* Source excerpt:
● ● ● ●
When read in its entirety, the Bill seeks to further entrench the powers of the Local Government minister instead of decentralising them as per the Constitution’s dictates. One of the new features of the Constitution in this regard is to confer autonomy on the local governing authorities to make decisions without the meddling of the minister. This conferment is in terms of Section 278 of the Constitution. The entire Amendment Bill does the opposite and actually undermines the authority of the councils to make independent decisions. When determining exercise of power by bodies, a functional and control test is used. The test simply asks how much power is exerted by an individual. The individual who exercises the most control or influence according to the test, is the centre of power. The Constitution places the first concentration of power to the citizenry who elect the councillors. The councillors according to the Constitution, exercise the most power in respect of local governance matters on behalf of the electorate. The Amendment Bill reverses that completely and places the centre of power with the minister contrary to the Constitution. In this respect, the Amendment Bill is unconstitutional.

  •  Restoration of ministerial powers that were abolished by the Constitution

The Constitution strips the Local Government minister of powers to remove councillors from office but those powers are inextricably linked to the power of suspension. It is a trite principle of law that whoever has the power to dismiss has the power to suspend as it forms part and parcel of the same regiment. Our law has always recognised and linked the powers of suspension to disciplinary processes that could end in dismissal, but never has the power to suspend been vested in a person without the power to dismiss. It’s a constitutional absurdity that the minister assumes the powers to suspend and yet has no power to dismiss or remove from office. That reasoning is intellectually and ideologically bankrupt. The whole basis of an independent tribunal being formed to deal with removal of councillors is to avoid a situation where the minister interferes with the running of council and yet the minister has appropriated to himself, powers that are not given to him under the Constitution. To give the minister powers outside the Constitution is to act unlawfully and in so doing, the Bill is attempting to enact an illegality.
● ● ● ●
* Request 1:
Please return each line of the records below that contains the string "pelican".
● ● ● ●
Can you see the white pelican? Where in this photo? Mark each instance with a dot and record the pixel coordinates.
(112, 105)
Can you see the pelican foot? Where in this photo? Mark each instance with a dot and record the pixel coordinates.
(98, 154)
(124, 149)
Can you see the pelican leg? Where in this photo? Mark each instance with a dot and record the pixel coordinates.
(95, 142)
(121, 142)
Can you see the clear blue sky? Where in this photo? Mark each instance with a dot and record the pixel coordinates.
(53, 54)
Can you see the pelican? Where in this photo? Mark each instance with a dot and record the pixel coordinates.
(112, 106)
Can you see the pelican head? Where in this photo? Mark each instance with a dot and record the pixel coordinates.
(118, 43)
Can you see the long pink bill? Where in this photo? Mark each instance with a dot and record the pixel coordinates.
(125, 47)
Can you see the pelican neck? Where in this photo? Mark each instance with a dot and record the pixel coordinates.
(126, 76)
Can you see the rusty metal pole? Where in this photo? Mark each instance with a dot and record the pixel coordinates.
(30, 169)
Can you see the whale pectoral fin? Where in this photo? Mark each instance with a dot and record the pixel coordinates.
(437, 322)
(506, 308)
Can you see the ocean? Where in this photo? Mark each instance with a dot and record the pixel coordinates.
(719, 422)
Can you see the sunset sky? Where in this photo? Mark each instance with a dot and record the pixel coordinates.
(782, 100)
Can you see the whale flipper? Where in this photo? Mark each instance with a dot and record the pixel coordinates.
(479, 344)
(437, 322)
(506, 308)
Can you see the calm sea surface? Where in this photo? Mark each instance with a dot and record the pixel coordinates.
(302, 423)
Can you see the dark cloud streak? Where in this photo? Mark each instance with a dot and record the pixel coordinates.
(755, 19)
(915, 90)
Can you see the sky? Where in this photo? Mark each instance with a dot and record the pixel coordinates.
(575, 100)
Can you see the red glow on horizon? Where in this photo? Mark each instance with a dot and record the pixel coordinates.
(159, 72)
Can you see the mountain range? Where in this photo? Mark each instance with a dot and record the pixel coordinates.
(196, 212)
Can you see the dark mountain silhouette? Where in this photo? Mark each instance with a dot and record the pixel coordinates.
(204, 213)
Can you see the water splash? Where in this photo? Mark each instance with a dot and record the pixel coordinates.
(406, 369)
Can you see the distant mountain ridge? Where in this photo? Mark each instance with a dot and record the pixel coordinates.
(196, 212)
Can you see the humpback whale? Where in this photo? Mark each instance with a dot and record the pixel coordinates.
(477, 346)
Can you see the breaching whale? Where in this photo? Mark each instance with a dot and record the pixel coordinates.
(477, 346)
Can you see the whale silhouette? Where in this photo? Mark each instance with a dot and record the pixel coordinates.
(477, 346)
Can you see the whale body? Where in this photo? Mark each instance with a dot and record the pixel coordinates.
● ● ● ●
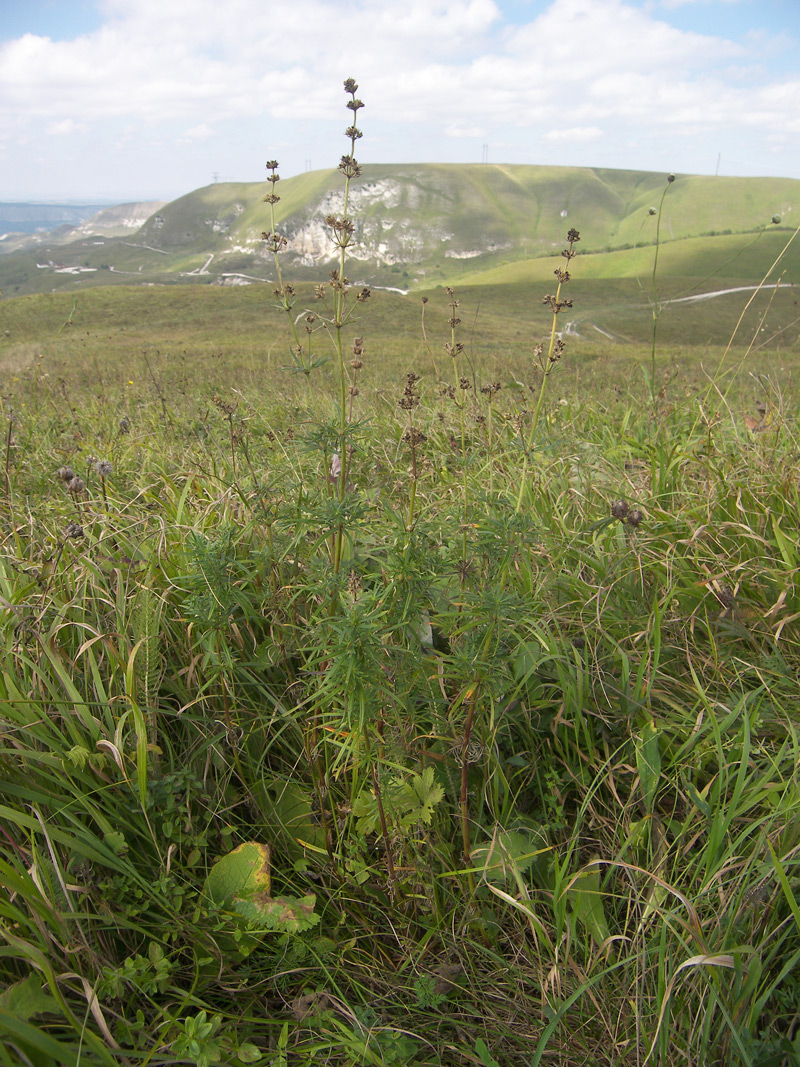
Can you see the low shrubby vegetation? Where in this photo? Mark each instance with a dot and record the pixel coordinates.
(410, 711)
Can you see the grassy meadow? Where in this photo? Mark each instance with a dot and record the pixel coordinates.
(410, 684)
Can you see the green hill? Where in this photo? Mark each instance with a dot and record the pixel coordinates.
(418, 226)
● ● ● ●
* Request 2:
Translate this sentence from the passage on the Local Government Amendment Bill into Spanish: "The Constitution strips the Local Government minister of powers to remove councillors from office but those powers are inextricably linked to the power of suspension."

* Correct response 1:
Can you see the white pelican? Where in this photo? Mark each instance with a dot and record the pixel coordinates.
Can you see the pelican foot? Where in this photo? Mark each instance with a dot and record the pixel coordinates.
Can you see the pelican leg? Where in this photo? Mark each instance with a dot and record the pixel coordinates.
Can you see the pelican? Where in this photo? Mark each instance with a dot and record the pixel coordinates.
Can you see the pelican head? Where in this photo? Mark each instance with a dot and record the pixel coordinates.
Can you see the pelican neck? Where in this photo? Mark each instance with a dot and record the pixel coordinates.

* Correct response 2:
La Constitución despoja al ministro de Gobierno Local de las facultades para destituir a los concejales de su cargo, pero esas facultades están indisolublemente ligadas a la facultad de suspensión.